Work to complete
a) Return the stretch of the post on hybrid car costs from "Hybrid vs. Gas-only" through "Windows Media formats.", copied word for word.
b) Name each distinct dollar amount or dollar range in the post on hybrid car costs, listing each only once.

Text passage
Hybrid vs. Gas-only pricing: Joe White gets it wrong.
The inestimable Ben Harris just alerted me to a little interview with Joe White, the Wall Street Journal’s man in Detroit, about the costs of hybrid cars. The ~4 minute interview is available in Realplayer and Windows Media formats.
Maybe I’m crazy, but I think Joe White may have made a mathematical error. He says that he would save $746 in gas per year if he bought a Prius instead of a comparable gas-only car. He also says that the hybrid technology raises the cost of a car by $7000-$8000 by comparing the Prius to a Honda Civic. The Prius is selling for around $21K right now, and only the extreme low-end Civics sell for $7000-$8000 less than that, so it’s not a great comparison, but even using his numbers, don’t you win with a hybrid in year 11? I’m thinking that $746 per year * 10 years = $7460. That’s assuming that you don’t get any tax breaks and the price of gas stays constant in the next 10 years. I am ignoring the interest you’d get on your $7000-$8000 in the bank for 10 years– at 3% interest compounded annually, that’s about $2500, but Joe White claims he was ignoring that too. (That’s still a simplification, as it assumes that you’re paying cash for either car, which people rarely do.)

Exercise data
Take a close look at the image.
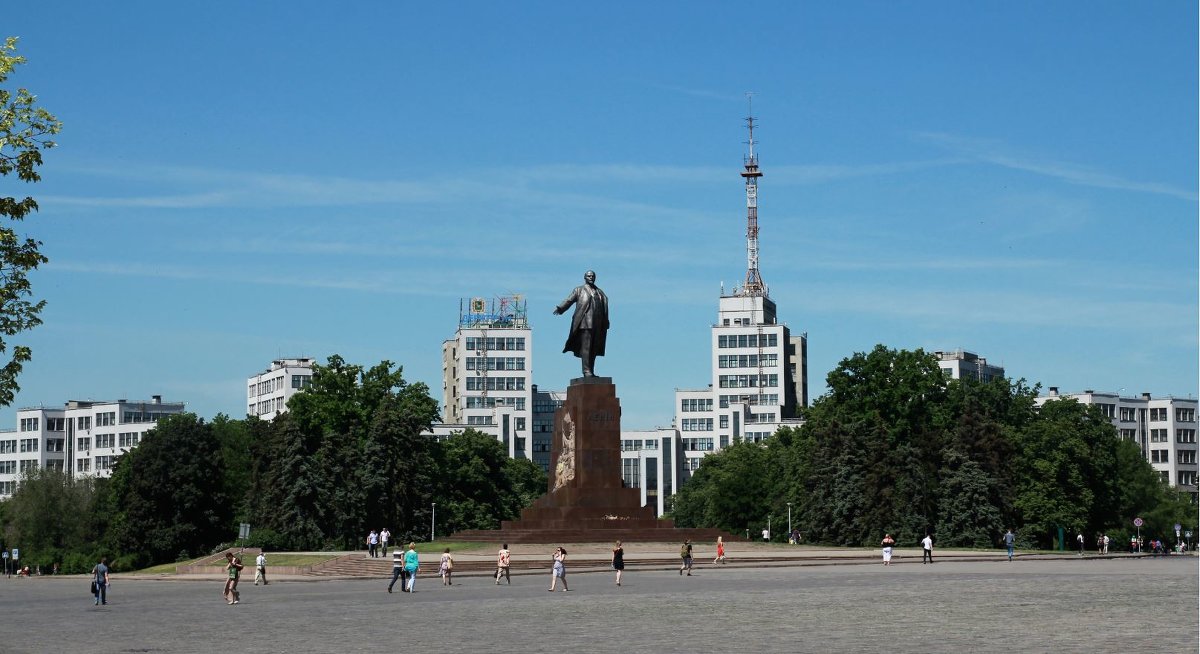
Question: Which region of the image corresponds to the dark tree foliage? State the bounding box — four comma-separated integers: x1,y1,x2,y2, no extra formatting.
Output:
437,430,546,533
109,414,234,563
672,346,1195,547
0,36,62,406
--
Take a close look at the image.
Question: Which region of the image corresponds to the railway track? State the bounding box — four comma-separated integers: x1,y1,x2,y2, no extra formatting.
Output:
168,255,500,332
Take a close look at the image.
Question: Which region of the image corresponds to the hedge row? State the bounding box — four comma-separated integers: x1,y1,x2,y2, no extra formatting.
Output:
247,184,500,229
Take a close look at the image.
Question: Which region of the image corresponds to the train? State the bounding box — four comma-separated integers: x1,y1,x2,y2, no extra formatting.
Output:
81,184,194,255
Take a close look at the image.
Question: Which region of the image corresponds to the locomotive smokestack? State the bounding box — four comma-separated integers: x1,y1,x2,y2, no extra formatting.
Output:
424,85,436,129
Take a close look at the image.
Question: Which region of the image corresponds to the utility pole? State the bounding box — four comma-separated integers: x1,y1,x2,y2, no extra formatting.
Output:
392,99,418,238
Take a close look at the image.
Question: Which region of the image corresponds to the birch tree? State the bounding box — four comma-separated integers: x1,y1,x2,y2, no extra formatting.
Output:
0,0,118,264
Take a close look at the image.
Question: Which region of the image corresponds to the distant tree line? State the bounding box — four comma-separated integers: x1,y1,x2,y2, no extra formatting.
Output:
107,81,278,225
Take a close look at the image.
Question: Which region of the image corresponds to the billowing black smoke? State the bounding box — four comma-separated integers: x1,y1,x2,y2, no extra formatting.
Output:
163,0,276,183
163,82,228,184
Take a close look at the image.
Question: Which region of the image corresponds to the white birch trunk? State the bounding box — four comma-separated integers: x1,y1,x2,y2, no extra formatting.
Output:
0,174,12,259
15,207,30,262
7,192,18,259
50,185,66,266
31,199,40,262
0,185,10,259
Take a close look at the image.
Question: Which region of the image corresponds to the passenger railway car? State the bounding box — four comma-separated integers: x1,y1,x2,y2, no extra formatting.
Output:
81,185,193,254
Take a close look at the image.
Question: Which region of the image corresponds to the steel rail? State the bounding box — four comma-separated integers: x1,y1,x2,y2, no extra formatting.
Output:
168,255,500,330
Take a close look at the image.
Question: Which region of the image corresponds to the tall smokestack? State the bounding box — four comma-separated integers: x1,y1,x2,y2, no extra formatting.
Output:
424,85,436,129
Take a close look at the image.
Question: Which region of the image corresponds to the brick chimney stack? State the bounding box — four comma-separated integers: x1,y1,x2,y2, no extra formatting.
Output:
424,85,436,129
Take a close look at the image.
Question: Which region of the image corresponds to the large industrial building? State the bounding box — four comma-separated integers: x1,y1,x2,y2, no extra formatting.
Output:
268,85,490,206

Exercise answers
a)
Hybrid vs. Gas-only pricing: Joe White gets it wrong.
The inestimable Ben Harris just alerted me to a little interview with Joe White, the Wall Street Journal’s man in Detroit, about the costs of hybrid cars. The ~4 minute interview is available in Realplayer and Windows Media formats.

b)
$746
$7000-$8000
$21K
$7460
$2500